## Given exercise:
Output the lines of the listing below as a numbered list, covering only the stretch from the line containing "Find eyebrow. Reply" through the line containing "267;54;304;85", and skip any blank lines.

Image annotation data:
BEGIN

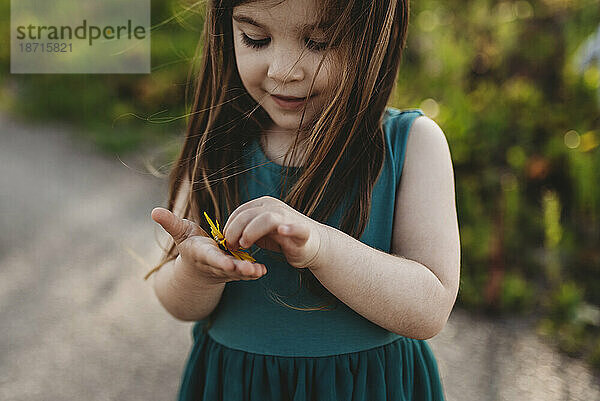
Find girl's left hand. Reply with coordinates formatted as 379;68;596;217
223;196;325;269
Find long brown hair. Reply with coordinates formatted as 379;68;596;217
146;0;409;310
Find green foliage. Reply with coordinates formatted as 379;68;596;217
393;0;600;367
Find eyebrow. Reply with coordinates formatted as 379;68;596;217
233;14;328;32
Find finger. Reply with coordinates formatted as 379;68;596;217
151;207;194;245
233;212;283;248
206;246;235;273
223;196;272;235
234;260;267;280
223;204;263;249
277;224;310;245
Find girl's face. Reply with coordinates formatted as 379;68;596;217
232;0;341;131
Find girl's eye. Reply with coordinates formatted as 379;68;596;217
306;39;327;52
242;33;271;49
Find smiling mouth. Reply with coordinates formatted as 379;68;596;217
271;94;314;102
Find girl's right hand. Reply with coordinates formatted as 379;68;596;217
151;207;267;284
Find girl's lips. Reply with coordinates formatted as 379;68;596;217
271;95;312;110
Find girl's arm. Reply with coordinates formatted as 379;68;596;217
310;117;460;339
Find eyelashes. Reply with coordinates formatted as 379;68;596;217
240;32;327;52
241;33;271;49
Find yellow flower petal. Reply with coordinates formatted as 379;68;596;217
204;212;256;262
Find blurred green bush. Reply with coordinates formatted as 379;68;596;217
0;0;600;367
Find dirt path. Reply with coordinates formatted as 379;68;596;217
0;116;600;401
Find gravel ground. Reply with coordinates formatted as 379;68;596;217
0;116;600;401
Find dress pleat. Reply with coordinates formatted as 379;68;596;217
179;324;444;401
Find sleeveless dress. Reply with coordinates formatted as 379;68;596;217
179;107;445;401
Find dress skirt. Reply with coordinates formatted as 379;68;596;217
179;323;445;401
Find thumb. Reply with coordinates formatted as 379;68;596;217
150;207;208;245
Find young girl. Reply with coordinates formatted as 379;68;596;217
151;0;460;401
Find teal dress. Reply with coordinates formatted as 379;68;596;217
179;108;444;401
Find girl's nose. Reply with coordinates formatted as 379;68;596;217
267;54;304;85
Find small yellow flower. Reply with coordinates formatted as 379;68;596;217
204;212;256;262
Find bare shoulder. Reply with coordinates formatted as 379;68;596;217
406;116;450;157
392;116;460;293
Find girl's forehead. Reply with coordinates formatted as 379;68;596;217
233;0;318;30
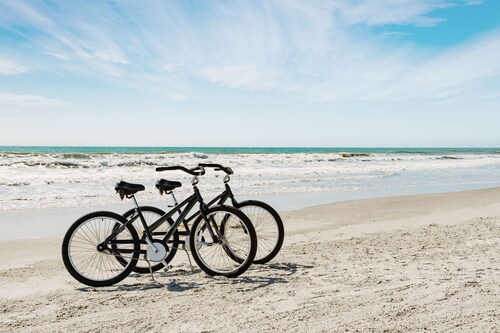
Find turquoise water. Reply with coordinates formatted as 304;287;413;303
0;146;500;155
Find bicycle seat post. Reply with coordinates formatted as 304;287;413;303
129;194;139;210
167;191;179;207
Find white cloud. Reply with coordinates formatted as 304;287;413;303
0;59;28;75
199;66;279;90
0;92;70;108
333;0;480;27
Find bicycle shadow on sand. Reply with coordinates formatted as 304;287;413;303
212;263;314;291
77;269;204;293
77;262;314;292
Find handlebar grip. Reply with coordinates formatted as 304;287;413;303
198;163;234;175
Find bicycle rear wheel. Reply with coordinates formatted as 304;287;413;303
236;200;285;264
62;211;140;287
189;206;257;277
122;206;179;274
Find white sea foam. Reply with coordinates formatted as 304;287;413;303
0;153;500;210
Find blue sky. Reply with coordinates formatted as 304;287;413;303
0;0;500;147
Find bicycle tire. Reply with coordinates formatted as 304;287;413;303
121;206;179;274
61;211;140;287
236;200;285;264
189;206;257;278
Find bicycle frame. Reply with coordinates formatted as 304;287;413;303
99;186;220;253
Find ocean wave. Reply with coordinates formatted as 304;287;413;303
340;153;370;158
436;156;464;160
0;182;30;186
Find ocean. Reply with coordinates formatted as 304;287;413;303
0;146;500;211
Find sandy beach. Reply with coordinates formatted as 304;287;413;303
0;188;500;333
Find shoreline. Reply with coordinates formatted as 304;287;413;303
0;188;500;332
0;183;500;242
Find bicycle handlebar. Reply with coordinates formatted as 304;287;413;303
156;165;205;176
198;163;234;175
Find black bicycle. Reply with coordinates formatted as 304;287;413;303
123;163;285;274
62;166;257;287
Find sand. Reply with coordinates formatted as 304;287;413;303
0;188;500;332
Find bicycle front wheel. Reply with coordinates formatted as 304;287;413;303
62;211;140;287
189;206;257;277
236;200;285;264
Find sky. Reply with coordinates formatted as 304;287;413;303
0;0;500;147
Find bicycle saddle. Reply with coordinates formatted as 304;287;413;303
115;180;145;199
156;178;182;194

END

## Solution below:
1. Find eyebrow. Reply with coordinates formatted as 379;68;596;217
2. 233;14;328;32
3. Find finger. Reply with coordinates formatted as 379;68;596;217
4. 151;207;194;245
5. 233;212;283;248
6. 206;246;235;273
7. 223;196;272;235
8. 234;260;267;280
9. 223;204;263;249
10. 277;224;310;245
11. Find girl's face. Reply with coordinates formatted as 379;68;596;217
12. 232;0;341;131
13. Find girl's eye. Reply with coordinates formatted as 379;68;596;217
14. 306;39;327;52
15. 242;33;271;49
16. Find smiling mouth. Reply with coordinates formatted as 379;68;596;217
17. 271;94;314;102
18. Find girl's right hand. Reply with coordinates formatted as 379;68;596;217
19. 151;207;267;284
20. Find girl's lips. Reply with coordinates formatted as 379;68;596;217
21. 271;95;312;110
22. Find girl's arm. Reply with coordinates formatted as 379;68;596;217
23. 310;117;460;339
24. Find eyelashes. Reply with coordinates formatted as 379;68;596;217
25. 240;32;327;52
26. 241;33;271;49
27. Find yellow flower petal. Reply with coordinates formatted as 379;68;596;217
28. 204;212;256;262
29. Find blurred green bush. Reply with coordinates formatted as 379;68;596;217
30. 0;0;600;367
31. Find dirt path. Reply with coordinates formatted as 379;68;596;217
32. 0;116;600;401
33. Find gravel ground. Reply with coordinates formatted as 379;68;596;217
34. 0;116;600;401
35. Find dress pleat. Reply with coordinates formatted as 379;68;596;217
36. 179;324;444;401
37. Find sleeveless dress. Reply with coordinates formatted as 379;68;596;217
38. 179;107;445;401
39. Find dress skirt. Reply with coordinates formatted as 379;68;596;217
40. 179;323;445;401
41. Find thumb. Reply with coordinates formatted as 379;68;596;217
42. 150;207;208;245
43. Find young girl. Reply with coordinates formatted as 379;68;596;217
44. 151;0;460;401
45. Find teal dress. Reply with coordinates formatted as 379;68;596;217
46. 179;108;444;401
47. Find girl's nose. Reply with coordinates formatted as 379;68;596;217
48. 267;54;304;85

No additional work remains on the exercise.